Termasuk saya. Saya si pengeluh yang selalu mencari pelarian dengan menyalahkan apa saja yang bisa dipersalahkan. Pertanyaannya, sampai kapan kita berada di posisi mengeluh dan sebatas menunggu bantuan tanpa berbuat apa-apa? Rasanya manusia harus segera menentukan tempatnya. Menggerutu tanpa memikirkan solusi, atau sesekali mengeluh tapi akhirnya memilih berbuat sesuatu.

nadine chandrawinata interview elle indonesia
Nadine Chandrawinata photography by VICKY TANZIL styling ISMELYA MUNTU for ELLE Indonesia Februari 2020

Pandemi mengubah kehidupan manusia. Tak hanya soal perilaku, tapi juga intensitas berada di rumah yang lebih tinggi dibanding masa-masa sebelumnya. Kita jadi punya waktu lebih untuk memerhatikan kehidupan dan orang-orang di sekitar. Yang artinya, alih-alih memikirkan hal-hal eksternal, pandemi membuat kita berpikir ke ‘dalam’. Melakukan kontemplasi dan merenungi hal-hal esensial dalam hidup.
· · ·
**Tugas Anda**.
Teruskan tulisan tentang kebiasaan mengeluh dan perenungan di masa pandemi, dimulai tepat setelah kalimat terakhirnya.

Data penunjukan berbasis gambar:
· · ·
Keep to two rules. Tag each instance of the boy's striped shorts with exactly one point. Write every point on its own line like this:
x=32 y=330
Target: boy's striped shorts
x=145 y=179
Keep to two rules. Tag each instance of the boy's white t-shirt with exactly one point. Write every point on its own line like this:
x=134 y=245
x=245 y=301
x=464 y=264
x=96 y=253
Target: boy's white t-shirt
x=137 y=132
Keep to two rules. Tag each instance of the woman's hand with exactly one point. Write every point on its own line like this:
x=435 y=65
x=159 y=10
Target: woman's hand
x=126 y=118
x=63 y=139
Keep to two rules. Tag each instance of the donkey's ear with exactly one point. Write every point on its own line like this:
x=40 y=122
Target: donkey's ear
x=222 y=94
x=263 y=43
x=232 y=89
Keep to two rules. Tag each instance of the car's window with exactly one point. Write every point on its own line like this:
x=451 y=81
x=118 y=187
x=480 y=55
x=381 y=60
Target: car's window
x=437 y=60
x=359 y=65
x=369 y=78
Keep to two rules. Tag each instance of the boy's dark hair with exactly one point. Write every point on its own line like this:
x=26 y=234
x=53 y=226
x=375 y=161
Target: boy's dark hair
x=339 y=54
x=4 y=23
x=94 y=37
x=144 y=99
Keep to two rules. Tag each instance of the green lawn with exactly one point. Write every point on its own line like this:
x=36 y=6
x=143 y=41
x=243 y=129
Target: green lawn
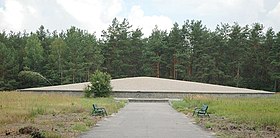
x=258 y=113
x=58 y=111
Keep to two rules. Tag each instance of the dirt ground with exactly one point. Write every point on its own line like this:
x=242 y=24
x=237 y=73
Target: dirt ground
x=55 y=125
x=225 y=128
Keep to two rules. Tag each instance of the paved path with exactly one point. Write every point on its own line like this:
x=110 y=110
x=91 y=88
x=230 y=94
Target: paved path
x=147 y=120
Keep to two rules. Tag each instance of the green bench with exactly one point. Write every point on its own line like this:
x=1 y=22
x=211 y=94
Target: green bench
x=201 y=111
x=98 y=111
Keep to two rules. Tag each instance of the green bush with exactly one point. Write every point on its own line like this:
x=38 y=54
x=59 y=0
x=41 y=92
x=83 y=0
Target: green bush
x=100 y=85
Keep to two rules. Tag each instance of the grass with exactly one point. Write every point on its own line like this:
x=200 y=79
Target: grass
x=258 y=112
x=16 y=107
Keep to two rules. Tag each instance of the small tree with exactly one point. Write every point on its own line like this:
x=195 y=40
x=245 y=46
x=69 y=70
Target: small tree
x=100 y=85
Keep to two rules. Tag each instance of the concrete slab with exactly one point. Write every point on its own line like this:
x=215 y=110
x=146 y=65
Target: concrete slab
x=151 y=84
x=147 y=120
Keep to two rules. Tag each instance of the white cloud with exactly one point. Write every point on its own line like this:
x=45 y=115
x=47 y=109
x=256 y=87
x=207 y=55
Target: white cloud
x=138 y=19
x=11 y=16
x=273 y=17
x=92 y=15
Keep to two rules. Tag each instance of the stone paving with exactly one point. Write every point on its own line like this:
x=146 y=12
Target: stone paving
x=147 y=120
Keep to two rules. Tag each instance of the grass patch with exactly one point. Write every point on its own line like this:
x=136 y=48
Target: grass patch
x=53 y=110
x=81 y=127
x=258 y=114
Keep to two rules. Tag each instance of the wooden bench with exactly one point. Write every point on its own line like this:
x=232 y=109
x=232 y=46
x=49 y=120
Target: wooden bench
x=98 y=110
x=201 y=111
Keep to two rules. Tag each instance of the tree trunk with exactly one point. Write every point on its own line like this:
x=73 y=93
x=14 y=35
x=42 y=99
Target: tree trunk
x=174 y=67
x=237 y=76
x=158 y=67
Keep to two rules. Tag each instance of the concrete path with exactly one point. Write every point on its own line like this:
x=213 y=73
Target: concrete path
x=147 y=120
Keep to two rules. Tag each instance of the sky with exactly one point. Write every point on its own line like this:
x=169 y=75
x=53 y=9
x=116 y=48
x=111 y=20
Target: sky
x=97 y=15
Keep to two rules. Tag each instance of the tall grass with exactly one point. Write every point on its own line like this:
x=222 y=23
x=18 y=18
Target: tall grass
x=259 y=112
x=20 y=107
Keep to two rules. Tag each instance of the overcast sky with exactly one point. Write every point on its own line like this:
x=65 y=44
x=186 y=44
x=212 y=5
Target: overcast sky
x=96 y=15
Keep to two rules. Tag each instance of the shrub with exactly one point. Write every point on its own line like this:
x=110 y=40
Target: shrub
x=100 y=85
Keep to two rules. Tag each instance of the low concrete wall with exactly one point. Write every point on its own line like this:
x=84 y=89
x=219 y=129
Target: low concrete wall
x=181 y=95
x=157 y=95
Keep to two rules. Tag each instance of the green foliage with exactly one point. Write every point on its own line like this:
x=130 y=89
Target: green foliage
x=241 y=56
x=100 y=85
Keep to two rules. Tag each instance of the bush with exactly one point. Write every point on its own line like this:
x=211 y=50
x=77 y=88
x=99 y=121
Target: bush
x=100 y=85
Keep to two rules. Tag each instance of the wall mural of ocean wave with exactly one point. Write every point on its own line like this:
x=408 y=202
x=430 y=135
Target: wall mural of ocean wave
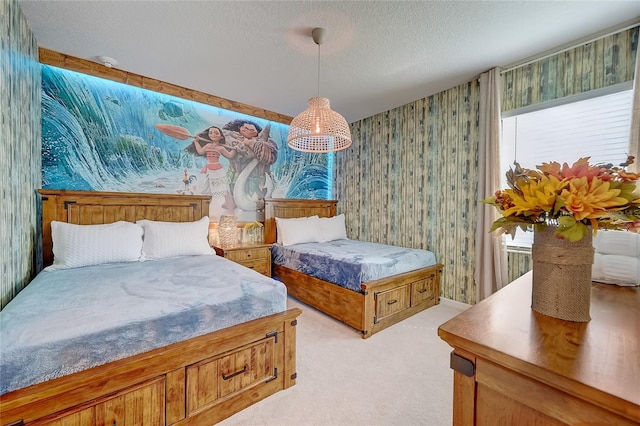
· · ·
**Hasil Latihan**.
Rumah. Salah satu aspek penting dalam hidup manusia. Di tempat inilah awal kehidupan seseorang. Selama ini rumah dianggap sebatas tempat beristirahat. Kini, nyaris semua aktivitas dilakukan di rumah. Saya dan Anda tak lagi keluar rumah kecuali untuk hal-hal penting. Semuanya dilakukan di rumah. Mulai dari bekerja, belajar, berolahraga, bersantai, hingga berbelanja. Siapa yang tak pernah berbelanja online? Salah satu kegiatan menyenangkan yang simpel dan praktis dalam memenuhi keinginan belanja di tengah pandemi. Namun adakah sisi buruk dari belanja online? Ya, semakin banyak barang yang dibeli artinya semakin sering plastik dan kardus terpakai untuk membungkus barang tersebut. Dilematik memang. Namun seperti pertanyaan sebelumnya, Anda memilih jadi ‘si pengeluh’ yang mana?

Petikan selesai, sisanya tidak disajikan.